▶ [Testo di partenza]:
>>>

SWAN sta per Syndromes Without A Name, sindromi senza nome. La coalizione di SWAN Europe, capitanata dall’inglese SWAN UK, riunisce le associazioni italiane, francesi, spagnole e olandesi, oltre alla federazione europea dei malati rari EURORDIS. L’Italia è rappresentata dalla Fondazione Hopen, creata dal dr. Federico Maspes, e dalla Federazione Italiana Malattie Rare UNIAMO.

Più della metà dei bambini che affronta un test generico in Europa non avrà diagnosi per le sue condizioni. “I bambini con sindromi senza nome – spiega l’Osservatorio Malattie Rare –  sono impossibili da seguire, perché i sistemi sanitari nazionali non gestiscono un registro delle persone senza diagnosi: ciò significa che i malati incontrano molte difficoltà ad accedere all’assistenza sanitaria e ad un supporto adeguato. Tutte le organizzazioni che fanno parte di SWAN Europe sostengono le Raccomandazioni internazionali congiunte per affrontare le esigenze specifiche dei pazienti con malattie rare non diagnosticate, linee guida pubblicate nell’ottobre 2016 dalle associazioni dei pazienti in Europa, Nord America, Australia e Giappone”. Le raccomandazioni distinguono fra i pazienti “non ancora diagnosticati”, che vivono con una patologia non diagnosticata ma per la quale la diagnosi è disponibile (ad esempio, quando c’è una presentazione atipica di una malattia rara diagnosticabile) e pazienti con malattie senza nome, o SWAN,  non diagnosticabili perché la malattia non è stata ancora descritta o la causa non è nota, che dunque possono avere diagnosi erronee per  malattie che sono probabilmente rare.

Dare un nome alla propria malattia è il primo ostacolo che i pazienti e le loro famiglie devono affrontare per accedere a percorsi sanitari e sociali. Uno studio fatto da Eurordis su otto malattie rare relativamente comuni, ad esempio, ha mostrato che il 25% dei pazienti ha dovuto aspettare dai 5 ai 30 anni per ottenere una diagnosi, durante i quali il 40% ha ottenuto una diagnosi sbagliata. Un ritardo nella diagnosi posticipa l’inizio di cure specifiche e può avere conseguenze irreversibili e gravissime. Nonostante questo, c’è il rischio che si possa rimanere senza diagnosi per tutta la vita.

<<<

▶ [Dati forniti]:
>>>

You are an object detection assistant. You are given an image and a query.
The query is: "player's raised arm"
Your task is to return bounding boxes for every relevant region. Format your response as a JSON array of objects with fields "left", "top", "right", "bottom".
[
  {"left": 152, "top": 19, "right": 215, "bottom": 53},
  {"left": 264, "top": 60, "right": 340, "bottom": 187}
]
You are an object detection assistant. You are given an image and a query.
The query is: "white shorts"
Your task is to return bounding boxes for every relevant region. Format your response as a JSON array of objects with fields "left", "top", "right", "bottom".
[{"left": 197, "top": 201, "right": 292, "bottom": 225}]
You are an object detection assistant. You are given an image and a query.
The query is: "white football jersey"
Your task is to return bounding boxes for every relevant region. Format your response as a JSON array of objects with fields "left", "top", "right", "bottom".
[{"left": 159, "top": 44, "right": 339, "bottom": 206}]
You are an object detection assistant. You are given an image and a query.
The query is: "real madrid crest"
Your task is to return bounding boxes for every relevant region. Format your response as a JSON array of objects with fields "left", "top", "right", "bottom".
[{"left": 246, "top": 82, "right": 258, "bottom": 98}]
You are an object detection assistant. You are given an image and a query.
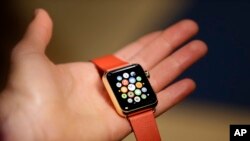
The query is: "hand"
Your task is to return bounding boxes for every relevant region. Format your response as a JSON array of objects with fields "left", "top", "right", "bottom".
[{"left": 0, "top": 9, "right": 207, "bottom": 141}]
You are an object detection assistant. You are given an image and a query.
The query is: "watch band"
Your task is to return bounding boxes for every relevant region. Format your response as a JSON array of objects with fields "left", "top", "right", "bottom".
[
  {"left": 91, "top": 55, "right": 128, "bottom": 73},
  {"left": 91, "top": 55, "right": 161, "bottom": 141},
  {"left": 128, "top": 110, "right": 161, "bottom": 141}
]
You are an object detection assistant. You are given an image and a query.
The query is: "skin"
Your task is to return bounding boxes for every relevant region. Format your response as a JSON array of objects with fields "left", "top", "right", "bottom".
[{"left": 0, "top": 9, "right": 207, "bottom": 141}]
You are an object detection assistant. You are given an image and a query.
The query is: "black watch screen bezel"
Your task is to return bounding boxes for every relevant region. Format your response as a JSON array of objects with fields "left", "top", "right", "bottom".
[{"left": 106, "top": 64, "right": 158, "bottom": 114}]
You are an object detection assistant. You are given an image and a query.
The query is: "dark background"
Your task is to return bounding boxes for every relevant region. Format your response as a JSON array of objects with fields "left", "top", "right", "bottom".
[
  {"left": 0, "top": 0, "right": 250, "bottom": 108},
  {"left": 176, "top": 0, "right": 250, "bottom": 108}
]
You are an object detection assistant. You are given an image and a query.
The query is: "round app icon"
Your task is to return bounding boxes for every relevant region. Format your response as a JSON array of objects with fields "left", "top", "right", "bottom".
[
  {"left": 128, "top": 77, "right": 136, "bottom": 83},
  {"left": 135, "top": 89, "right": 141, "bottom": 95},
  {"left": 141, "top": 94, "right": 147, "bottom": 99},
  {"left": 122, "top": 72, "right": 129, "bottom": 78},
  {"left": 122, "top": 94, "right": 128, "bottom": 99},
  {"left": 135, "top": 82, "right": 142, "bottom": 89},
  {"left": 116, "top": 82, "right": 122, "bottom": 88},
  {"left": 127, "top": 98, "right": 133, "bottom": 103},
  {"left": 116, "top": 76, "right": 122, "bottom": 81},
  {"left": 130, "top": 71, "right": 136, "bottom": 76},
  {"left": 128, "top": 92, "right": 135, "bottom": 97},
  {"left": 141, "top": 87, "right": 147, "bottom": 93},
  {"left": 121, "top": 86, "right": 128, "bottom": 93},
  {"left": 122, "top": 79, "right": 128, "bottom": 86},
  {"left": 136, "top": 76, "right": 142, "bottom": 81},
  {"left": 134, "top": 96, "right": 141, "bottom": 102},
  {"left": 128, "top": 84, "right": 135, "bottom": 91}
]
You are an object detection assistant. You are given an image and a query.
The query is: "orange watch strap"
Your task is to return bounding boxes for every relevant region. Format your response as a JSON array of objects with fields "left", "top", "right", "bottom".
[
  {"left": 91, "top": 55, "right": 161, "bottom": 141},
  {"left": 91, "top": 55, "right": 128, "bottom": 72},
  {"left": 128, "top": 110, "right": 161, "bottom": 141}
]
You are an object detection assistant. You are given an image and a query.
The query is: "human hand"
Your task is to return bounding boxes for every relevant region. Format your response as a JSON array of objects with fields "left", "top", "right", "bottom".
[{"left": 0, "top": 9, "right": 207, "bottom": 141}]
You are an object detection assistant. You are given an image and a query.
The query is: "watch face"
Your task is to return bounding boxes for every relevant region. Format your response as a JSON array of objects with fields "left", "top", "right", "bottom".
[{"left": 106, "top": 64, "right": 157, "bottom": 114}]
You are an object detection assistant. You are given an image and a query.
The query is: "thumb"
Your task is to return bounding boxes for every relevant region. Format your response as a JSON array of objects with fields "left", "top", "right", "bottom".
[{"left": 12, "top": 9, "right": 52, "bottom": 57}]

<<<

▶ [Esercizio]: Riporti tale e quale il brano del testo sulle sindromi senza nome che inizia con "Dare un nome" e prosegue fino a "tutta la vita.".

▶ [Risultato]:
Dare un nome alla propria malattia è il primo ostacolo che i pazienti e le loro famiglie devono affrontare per accedere a percorsi sanitari e sociali. Uno studio fatto da Eurordis su otto malattie rare relativamente comuni, ad esempio, ha mostrato che il 25% dei pazienti ha dovuto aspettare dai 5 ai 30 anni per ottenere una diagnosi, durante i quali il 40% ha ottenuto una diagnosi sbagliata. Un ritardo nella diagnosi posticipa l’inizio di cure specifiche e può avere conseguenze irreversibili e gravissime. Nonostante questo, c’è il rischio che si possa rimanere senza diagnosi per tutta la vita.